Task to carry out> In the statistics exercise below, what share of the 124 couples studied turned their heads to the right when kissing?

Reading passage>
::::
3. One of the earliest examples of behavioral asymmetry is a preference in humans for turning the head to the right, rather than to the left, during the final weeks of gestation and for the first 6 months after birth.This is thought to influence subsequent development of perceptual and motor preferences. A study of 124 couples found that 64.5% turned their heads to the right when kissing. Do these data provide convincing evidence that majority of couples turn their heads to the right when kissing? Use the function you created earlier to conduct the appropriate hypothesis test. You can download the dataset at https://stat.duke.edu/courses/Fall14/sta112.01/data/kissing.html.

Hint: If you need a reminder on how to load a csv file into R, see HW2: https://stat.duke.edu/courses/Fall14/sta112.01/hw/hw2.html.
::::
Extracted data>
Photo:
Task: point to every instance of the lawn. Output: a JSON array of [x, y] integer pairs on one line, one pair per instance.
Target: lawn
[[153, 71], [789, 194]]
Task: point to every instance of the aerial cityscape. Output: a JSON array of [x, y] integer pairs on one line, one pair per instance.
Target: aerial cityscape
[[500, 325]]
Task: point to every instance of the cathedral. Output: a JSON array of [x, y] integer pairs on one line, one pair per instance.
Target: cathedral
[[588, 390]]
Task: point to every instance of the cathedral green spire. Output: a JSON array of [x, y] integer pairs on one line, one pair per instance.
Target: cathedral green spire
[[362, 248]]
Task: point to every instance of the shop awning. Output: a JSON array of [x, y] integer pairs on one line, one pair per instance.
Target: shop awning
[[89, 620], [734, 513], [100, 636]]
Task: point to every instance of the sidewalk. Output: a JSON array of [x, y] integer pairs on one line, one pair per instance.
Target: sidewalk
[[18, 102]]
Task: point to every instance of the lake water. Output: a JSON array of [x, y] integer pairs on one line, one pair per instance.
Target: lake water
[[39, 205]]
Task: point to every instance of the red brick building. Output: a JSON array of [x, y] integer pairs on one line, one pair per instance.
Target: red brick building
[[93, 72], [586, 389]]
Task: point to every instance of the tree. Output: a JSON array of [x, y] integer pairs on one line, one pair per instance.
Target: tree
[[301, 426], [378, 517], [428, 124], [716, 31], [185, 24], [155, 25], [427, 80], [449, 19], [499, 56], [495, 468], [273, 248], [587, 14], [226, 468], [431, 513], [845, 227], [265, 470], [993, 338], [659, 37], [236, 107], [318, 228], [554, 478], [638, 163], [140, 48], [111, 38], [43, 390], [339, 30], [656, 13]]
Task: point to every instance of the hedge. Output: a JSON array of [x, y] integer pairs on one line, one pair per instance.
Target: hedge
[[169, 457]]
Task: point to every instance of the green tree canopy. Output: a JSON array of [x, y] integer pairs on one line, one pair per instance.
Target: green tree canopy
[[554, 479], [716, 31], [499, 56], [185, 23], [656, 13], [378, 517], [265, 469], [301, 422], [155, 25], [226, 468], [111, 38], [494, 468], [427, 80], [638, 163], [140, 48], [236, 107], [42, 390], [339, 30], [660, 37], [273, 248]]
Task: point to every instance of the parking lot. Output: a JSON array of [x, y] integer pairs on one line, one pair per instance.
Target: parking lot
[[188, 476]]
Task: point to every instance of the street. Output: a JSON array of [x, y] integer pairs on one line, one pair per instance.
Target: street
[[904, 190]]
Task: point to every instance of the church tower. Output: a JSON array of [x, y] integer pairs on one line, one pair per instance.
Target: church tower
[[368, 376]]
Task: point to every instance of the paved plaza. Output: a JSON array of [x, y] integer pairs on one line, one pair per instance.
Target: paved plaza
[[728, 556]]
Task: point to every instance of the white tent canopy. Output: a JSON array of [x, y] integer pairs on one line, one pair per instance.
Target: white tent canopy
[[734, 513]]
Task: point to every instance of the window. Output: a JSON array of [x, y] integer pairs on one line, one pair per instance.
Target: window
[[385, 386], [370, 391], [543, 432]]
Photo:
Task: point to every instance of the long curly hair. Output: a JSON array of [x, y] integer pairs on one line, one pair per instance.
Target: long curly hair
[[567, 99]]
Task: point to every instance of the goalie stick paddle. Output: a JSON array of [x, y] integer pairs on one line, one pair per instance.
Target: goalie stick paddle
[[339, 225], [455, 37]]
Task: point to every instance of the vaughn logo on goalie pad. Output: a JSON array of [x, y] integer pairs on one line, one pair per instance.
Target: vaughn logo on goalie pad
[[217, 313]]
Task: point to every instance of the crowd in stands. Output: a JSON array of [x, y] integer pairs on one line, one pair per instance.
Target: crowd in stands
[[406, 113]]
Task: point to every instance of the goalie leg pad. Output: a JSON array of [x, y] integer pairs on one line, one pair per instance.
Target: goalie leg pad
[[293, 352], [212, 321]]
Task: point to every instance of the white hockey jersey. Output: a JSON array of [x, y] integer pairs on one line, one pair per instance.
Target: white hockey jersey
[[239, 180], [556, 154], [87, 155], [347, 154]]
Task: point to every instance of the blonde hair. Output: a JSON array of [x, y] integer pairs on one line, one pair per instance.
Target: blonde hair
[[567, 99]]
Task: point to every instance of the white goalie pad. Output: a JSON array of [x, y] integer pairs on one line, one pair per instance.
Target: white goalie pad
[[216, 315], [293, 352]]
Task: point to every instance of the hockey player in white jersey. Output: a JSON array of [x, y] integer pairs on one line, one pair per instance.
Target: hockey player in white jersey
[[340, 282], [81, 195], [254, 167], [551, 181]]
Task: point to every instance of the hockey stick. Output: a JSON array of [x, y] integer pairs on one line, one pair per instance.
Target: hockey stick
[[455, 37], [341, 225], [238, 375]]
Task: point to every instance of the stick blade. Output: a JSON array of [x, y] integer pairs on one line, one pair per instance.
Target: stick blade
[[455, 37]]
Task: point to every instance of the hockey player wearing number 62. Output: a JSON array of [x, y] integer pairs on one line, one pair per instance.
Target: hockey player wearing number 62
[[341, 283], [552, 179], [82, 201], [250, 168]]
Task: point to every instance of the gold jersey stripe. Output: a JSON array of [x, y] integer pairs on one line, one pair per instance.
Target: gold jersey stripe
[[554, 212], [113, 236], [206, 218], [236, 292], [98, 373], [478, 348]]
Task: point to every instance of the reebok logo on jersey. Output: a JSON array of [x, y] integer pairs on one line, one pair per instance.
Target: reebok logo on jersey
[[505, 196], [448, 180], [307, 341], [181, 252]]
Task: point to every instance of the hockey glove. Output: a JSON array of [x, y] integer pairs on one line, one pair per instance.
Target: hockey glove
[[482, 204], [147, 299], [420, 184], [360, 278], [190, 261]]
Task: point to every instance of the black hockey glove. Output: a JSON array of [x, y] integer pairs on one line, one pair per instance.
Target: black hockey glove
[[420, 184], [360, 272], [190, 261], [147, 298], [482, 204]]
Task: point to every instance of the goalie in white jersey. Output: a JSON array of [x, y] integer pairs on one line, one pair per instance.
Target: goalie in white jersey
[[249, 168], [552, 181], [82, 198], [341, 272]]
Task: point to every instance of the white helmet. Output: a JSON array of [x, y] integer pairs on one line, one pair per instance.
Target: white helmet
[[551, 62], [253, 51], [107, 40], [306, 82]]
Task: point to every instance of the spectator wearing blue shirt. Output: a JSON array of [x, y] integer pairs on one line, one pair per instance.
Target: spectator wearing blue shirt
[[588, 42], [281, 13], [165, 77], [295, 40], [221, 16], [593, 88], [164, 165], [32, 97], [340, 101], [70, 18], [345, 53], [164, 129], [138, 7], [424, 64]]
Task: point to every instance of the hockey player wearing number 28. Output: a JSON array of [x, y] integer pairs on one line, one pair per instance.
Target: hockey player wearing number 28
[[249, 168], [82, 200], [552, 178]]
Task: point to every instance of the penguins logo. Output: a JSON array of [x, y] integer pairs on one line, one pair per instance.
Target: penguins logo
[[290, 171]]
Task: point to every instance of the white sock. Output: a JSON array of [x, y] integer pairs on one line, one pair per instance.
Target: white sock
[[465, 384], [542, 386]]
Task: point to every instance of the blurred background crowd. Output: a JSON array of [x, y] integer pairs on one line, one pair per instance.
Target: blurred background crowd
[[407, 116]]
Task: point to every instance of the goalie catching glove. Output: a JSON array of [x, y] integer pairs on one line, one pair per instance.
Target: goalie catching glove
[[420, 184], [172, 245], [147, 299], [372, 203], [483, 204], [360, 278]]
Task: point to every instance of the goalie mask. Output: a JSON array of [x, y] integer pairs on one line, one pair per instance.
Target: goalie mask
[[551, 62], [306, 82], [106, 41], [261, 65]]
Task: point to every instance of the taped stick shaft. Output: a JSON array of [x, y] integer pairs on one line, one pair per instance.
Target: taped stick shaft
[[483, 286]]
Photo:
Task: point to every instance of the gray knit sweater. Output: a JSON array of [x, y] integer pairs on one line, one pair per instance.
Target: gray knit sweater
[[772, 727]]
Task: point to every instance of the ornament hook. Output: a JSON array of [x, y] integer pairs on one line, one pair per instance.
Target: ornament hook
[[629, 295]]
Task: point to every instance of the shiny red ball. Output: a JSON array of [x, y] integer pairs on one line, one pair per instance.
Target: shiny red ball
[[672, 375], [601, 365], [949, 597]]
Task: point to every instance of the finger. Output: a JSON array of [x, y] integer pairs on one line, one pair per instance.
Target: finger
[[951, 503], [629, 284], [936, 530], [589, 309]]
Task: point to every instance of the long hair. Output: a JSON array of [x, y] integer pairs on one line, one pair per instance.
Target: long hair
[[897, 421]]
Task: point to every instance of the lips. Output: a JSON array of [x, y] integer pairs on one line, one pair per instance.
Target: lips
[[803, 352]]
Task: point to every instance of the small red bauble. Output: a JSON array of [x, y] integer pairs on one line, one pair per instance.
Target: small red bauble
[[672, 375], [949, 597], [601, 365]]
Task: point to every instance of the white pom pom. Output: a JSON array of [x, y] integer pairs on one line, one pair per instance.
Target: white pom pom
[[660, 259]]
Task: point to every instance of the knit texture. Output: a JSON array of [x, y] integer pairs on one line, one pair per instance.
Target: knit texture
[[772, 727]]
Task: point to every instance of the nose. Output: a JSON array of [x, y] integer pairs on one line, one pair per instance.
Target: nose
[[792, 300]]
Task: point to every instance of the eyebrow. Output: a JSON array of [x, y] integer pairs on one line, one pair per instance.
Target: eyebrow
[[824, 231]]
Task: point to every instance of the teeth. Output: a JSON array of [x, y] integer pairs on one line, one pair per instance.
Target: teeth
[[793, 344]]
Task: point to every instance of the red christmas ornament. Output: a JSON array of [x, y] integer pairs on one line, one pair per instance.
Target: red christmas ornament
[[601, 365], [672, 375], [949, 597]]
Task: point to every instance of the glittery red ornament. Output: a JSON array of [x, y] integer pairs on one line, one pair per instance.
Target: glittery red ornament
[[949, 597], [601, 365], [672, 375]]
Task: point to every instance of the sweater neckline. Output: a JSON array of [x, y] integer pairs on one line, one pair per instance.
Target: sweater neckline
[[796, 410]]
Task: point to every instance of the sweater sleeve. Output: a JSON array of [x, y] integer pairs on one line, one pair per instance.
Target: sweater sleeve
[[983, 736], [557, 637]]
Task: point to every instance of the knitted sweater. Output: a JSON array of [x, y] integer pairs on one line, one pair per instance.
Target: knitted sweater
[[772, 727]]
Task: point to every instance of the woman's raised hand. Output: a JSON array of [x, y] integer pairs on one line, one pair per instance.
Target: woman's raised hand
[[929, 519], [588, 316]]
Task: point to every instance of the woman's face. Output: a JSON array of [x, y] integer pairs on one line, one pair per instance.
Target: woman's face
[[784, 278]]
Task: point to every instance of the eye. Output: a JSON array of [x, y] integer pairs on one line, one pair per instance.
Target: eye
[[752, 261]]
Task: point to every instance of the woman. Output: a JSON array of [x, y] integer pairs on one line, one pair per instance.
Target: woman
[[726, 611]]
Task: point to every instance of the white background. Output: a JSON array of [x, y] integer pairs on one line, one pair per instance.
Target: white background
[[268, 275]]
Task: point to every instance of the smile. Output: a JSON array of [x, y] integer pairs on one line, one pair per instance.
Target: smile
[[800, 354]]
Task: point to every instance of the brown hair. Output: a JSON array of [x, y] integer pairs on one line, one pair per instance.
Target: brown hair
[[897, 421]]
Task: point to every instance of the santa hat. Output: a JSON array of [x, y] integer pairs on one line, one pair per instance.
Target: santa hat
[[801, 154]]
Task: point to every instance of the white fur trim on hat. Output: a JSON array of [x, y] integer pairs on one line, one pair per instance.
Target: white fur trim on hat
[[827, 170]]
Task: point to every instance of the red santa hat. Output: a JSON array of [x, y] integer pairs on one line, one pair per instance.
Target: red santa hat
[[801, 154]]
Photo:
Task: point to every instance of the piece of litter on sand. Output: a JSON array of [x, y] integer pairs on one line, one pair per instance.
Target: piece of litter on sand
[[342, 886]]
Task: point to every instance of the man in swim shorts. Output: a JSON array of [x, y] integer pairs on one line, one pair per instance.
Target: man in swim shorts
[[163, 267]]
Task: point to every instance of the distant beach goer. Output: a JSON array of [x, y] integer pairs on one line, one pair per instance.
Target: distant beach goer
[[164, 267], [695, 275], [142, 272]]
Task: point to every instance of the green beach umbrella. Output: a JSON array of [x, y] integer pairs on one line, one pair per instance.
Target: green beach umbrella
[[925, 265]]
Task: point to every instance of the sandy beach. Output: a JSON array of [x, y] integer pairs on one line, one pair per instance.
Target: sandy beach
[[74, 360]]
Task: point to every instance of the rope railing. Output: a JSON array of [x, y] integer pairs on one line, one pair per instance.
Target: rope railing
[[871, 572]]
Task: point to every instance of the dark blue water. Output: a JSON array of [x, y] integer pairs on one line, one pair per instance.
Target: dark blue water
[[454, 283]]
::::
Output below> 64.5%